Problem description: Check each line of the entries below for the word "blue", and copy the lines that have it.

* * *

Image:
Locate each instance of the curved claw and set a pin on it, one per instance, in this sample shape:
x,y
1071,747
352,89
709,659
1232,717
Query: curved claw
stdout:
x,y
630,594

* * *

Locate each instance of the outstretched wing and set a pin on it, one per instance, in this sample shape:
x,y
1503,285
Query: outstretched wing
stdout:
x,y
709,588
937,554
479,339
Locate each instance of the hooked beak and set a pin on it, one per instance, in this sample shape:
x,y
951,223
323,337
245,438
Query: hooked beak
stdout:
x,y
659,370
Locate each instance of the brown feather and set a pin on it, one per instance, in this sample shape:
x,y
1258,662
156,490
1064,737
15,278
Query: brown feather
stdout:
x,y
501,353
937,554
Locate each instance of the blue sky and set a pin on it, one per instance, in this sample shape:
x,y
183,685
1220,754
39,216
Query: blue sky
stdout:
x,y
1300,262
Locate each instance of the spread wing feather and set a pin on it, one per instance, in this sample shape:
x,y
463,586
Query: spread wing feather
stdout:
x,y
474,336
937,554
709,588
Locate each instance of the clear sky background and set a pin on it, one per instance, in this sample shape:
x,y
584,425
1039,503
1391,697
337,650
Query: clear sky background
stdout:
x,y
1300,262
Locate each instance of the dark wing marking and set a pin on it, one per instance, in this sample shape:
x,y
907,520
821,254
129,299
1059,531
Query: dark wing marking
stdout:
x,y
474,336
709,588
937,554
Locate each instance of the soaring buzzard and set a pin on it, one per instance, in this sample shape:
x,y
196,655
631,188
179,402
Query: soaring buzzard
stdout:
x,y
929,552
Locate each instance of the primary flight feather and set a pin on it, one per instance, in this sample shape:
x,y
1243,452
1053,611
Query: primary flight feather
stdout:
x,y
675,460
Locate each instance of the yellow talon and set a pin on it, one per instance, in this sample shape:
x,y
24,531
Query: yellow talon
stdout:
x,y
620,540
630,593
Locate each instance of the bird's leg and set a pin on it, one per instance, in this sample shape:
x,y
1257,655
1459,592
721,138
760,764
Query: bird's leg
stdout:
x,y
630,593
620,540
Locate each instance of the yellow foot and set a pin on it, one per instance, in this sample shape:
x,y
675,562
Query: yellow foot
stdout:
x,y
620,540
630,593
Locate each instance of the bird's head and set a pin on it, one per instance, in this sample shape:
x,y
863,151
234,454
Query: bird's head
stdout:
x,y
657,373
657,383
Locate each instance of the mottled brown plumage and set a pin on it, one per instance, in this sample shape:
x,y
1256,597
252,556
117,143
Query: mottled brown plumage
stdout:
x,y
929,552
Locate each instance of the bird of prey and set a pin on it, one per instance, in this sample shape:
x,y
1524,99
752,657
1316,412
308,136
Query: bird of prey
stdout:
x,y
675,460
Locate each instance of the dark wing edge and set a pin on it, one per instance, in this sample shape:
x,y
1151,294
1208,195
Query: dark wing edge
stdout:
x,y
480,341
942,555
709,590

* * *

Reply to the exercise:
Locate each instance of the blue sky and set a pin on it, one per instance, in this sample shape:
Query: blue sky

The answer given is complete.